_Check your understanding:_
1 – List every person named in the Verizon noise article below, including the byline.
2 – In the Verizon noise article below, how long did Verizon run the generators without stopping, and when did that start?
3 – Please carry on writing the Verizon noise article below, picking up after its final sentence.

_Given text:_
[Start of Attachment]

Living with Verizon facility noise

Richard Tedesco

The loud, grinding noise and acrid smoke produced by three generators atop the Verizon cell switch facility in Garden City, disrupted the lives of Mineola on 13th Street residents for nearly a year until, tired of trying to fight City Hall, the cell phone company and insomnia, the residents finally took the telecommunications giant and one of the municipalities to court.

The suit against Verizon on behalf of those residents by attorney Joseph Sullivan seeks punitive damages and includes a motion to stop Verizon from operating what is a vital facility for its regional cell phone service. The situation reached a tipping point when Verizon ran the generators for five straight days, starting the Thursday before Memorial Day. A notice of claim against Garden City preceded it.

“I feel like a prisoner in my own home. Now I’m retired, I want to enjoy my home and I can’t,” said Rui Salsinha, a nine-year resident of the block and the only one who pays property taxes to Garden City.

Fed up by the five days of constant din, Salsinha abandoned his bedroom in the rear of his house that faced the Verizon facility and now sleeps in a front bedroom formerly used by his son, who has made their basement his bedroom. And Salsinha said he still heard the noise “and sometimes, there’s a funny smell,” a smell the former commercial fisherman associates with diesel fuel, presumably from the generators.

That’s why his two adult daughters are afraid to bring his grandchildren to play in the backyard.

[End of Attachment]

_Data excerpts:_
[Start of Attachment]

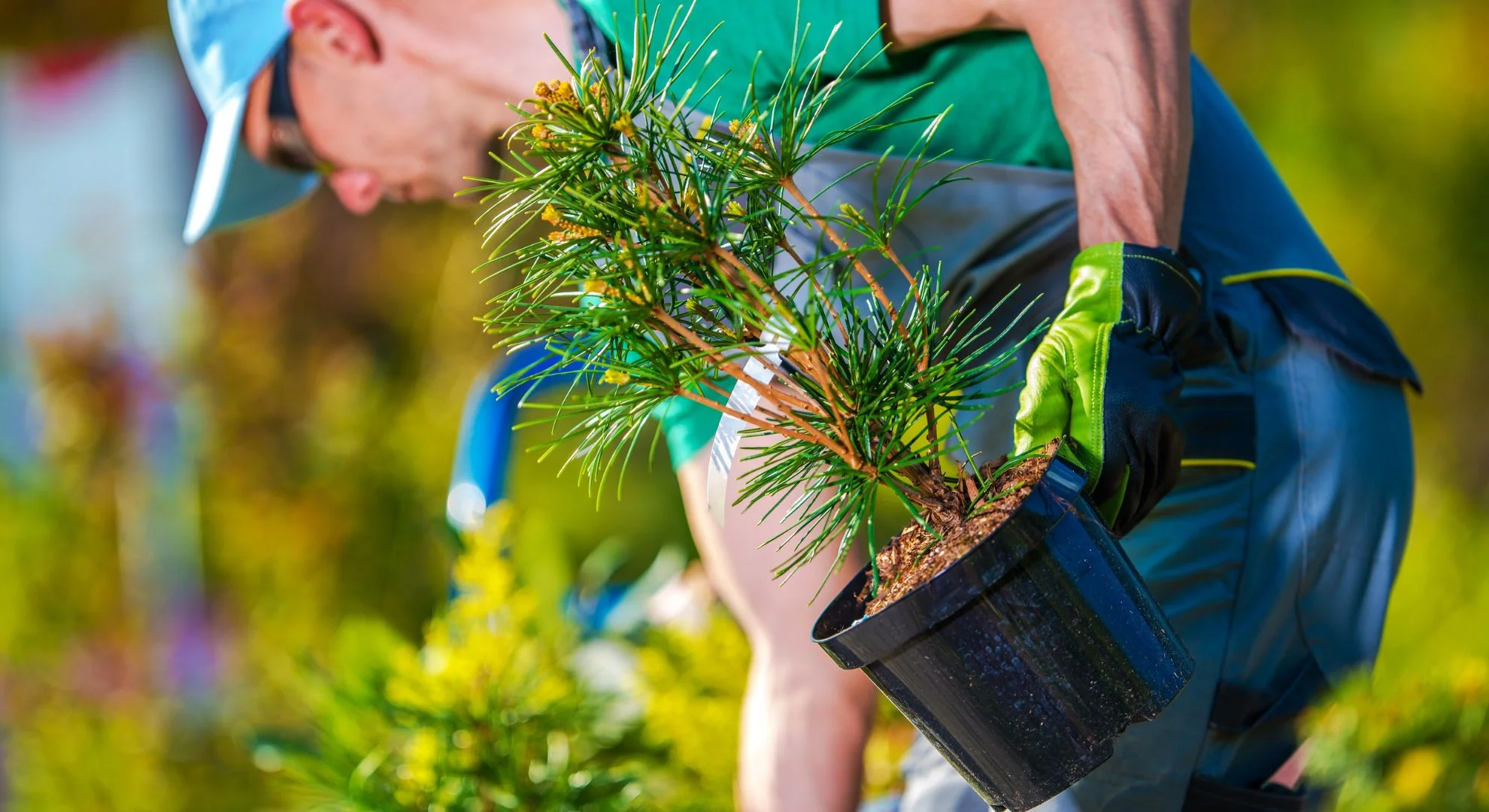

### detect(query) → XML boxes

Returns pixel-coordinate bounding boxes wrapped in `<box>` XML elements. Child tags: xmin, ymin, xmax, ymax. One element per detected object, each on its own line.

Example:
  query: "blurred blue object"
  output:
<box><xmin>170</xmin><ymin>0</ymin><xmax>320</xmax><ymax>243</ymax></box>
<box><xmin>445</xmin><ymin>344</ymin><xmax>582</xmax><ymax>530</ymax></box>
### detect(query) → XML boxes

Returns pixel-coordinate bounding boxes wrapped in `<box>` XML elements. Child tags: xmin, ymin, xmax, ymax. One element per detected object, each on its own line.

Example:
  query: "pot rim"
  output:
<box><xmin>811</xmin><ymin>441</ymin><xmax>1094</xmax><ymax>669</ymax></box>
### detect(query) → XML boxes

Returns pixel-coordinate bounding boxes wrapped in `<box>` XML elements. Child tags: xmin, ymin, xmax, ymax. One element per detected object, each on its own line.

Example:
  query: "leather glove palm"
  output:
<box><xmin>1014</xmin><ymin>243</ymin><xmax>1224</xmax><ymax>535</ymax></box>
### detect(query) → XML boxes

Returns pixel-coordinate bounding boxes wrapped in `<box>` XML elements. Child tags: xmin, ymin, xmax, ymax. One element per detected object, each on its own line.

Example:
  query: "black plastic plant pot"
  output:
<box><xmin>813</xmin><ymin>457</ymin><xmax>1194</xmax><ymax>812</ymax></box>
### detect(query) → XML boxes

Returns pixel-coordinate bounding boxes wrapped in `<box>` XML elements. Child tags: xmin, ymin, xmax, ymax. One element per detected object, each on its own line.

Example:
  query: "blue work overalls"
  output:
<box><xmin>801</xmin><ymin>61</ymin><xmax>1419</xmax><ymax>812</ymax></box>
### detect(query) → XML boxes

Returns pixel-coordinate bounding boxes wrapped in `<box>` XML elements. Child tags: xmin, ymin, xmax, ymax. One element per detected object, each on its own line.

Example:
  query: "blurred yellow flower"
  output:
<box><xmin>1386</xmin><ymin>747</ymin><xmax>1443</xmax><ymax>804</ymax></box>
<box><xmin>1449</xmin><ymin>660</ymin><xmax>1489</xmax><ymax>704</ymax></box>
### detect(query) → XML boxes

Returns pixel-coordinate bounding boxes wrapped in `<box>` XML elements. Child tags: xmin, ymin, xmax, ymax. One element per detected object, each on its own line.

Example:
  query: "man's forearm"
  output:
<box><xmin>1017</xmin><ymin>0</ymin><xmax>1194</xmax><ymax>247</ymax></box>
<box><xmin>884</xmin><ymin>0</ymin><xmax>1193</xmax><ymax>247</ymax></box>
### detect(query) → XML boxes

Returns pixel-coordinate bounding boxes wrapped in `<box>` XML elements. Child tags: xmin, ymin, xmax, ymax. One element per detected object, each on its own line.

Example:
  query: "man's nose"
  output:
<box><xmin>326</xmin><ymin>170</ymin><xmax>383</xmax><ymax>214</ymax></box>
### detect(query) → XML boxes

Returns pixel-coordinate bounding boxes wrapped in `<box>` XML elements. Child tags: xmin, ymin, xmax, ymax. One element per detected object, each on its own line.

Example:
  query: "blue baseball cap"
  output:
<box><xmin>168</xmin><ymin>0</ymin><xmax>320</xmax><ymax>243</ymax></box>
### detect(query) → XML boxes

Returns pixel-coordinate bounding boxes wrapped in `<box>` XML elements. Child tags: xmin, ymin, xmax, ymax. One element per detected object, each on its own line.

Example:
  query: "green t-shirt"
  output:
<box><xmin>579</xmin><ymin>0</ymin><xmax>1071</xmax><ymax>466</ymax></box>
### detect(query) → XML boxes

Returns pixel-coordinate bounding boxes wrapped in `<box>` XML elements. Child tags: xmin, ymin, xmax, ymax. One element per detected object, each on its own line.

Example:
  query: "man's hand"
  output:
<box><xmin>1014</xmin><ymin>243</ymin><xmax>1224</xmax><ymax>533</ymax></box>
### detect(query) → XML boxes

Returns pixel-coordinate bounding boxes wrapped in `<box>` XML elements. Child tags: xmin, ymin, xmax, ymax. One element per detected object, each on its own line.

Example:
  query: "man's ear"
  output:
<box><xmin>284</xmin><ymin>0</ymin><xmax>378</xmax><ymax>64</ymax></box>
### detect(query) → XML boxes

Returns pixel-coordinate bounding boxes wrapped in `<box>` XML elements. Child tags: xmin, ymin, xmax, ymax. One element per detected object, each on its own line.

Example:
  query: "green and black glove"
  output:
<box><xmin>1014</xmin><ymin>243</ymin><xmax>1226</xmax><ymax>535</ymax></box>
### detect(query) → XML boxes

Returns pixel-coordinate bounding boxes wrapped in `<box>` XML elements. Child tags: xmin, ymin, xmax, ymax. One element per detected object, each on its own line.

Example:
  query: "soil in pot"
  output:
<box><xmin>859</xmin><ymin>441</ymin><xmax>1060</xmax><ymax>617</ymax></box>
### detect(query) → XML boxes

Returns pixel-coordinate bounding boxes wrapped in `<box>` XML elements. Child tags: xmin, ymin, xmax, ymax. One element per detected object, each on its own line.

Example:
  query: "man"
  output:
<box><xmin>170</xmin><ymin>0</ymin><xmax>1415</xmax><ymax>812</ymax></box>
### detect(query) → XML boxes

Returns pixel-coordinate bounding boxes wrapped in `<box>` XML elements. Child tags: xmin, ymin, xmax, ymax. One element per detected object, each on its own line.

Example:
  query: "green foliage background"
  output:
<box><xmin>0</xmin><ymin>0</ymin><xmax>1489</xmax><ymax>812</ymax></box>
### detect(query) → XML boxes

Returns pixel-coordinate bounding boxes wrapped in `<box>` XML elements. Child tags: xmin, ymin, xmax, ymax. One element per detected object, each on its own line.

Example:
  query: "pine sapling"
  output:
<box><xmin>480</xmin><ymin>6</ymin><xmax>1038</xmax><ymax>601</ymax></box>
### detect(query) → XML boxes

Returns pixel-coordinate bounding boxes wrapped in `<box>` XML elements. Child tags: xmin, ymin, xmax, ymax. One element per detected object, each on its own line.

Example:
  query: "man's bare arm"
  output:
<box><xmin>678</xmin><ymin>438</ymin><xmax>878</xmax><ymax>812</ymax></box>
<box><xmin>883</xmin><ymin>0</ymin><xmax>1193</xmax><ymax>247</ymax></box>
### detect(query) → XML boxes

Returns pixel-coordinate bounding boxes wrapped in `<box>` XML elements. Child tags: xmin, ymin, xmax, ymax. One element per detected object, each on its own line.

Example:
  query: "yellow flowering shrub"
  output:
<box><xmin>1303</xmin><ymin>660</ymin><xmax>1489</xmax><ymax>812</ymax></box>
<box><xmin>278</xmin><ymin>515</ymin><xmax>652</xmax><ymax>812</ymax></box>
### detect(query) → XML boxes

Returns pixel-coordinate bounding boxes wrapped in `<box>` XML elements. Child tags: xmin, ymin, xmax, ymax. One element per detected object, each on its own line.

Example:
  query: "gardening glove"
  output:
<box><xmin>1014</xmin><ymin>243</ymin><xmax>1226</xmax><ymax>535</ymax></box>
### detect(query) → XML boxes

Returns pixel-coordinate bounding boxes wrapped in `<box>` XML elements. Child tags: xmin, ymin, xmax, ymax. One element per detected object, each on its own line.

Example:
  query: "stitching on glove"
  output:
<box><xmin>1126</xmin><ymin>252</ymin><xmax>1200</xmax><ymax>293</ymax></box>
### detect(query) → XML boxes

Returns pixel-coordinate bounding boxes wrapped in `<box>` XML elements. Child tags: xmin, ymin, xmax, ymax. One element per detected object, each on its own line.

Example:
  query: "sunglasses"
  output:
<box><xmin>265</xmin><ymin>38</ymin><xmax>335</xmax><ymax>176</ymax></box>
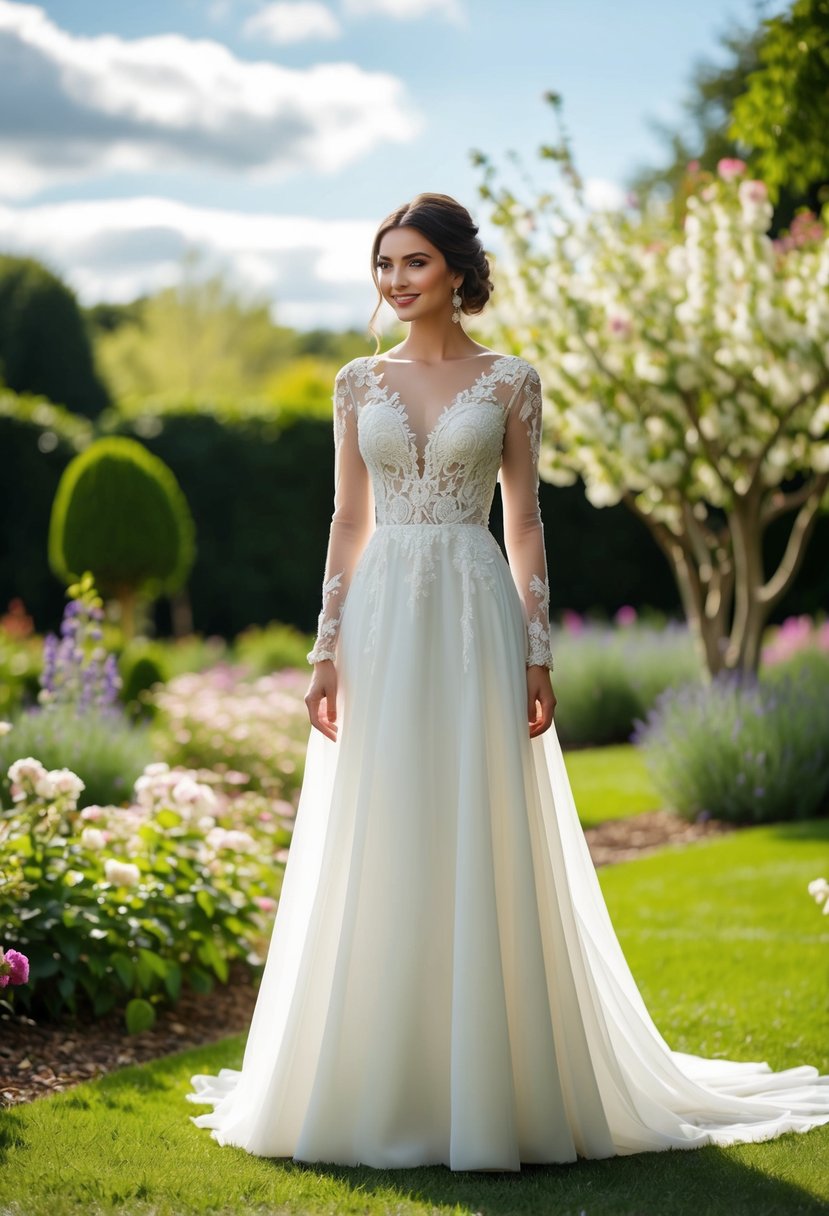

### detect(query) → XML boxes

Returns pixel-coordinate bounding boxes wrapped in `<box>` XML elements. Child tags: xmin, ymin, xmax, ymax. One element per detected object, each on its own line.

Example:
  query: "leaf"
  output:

[End of Attachment]

_Answer set:_
1 – Richard Tedesco, Joseph Sullivan, Rui Salsinha

2 – Five straight days, starting the Thursday before Memorial Day.

3 –
Readings taken by an audio engineer retained by residents during the recent five-day audio siege revealed that noise from the generators exceeded 85 decibels, well above levels permitted under the code of Garden City, a village known for strict enforcement of its statutes.

Two houses down the same side of 13th Street, Linda Navarro recounted how her 12-year-old daughter, Juliette, also had to relocate her bedroom from the back of the house to the second floor, and still suffers with erratic sleeping patterns, managing to get only four or five hours of sleep nightly.

“She wakes up two or three o’clock in the morning and sleeps downstairs or in the basement,” Navarro said.

The real concern is the frequent headaches Juliette has been experiencing, accompanied by numbness her face, Navarro said. After submitting her to an EEG test, a neurologist diagnosed her problem as migraine headaches caused by stress and lack of sleep.

“Every night, I take pills because I can’t sleep. It makes me tired at school,” said the youngster, who also was slated to undergo an MRI exam.

As her symptoms persist, Juliette’s grades in school have slipped.

“It’s like a monster in the backyard. It’s very rude what they did to us,” her mother said.

And Linda Navarro recalled the recent death of her 91-year-old neighbor, Maggie Kittle, who was in failing health and said to her one day, “In my last days, I can’t even sleep anymore.”

A 40-year resident of the block across the street, David Campbell wondered aloud whether Verizon had secured permits for the generators and air conditioning units it retrofitted onto the facility.

“When it’s running, I close up everything and go in the back room with the TV,” he said.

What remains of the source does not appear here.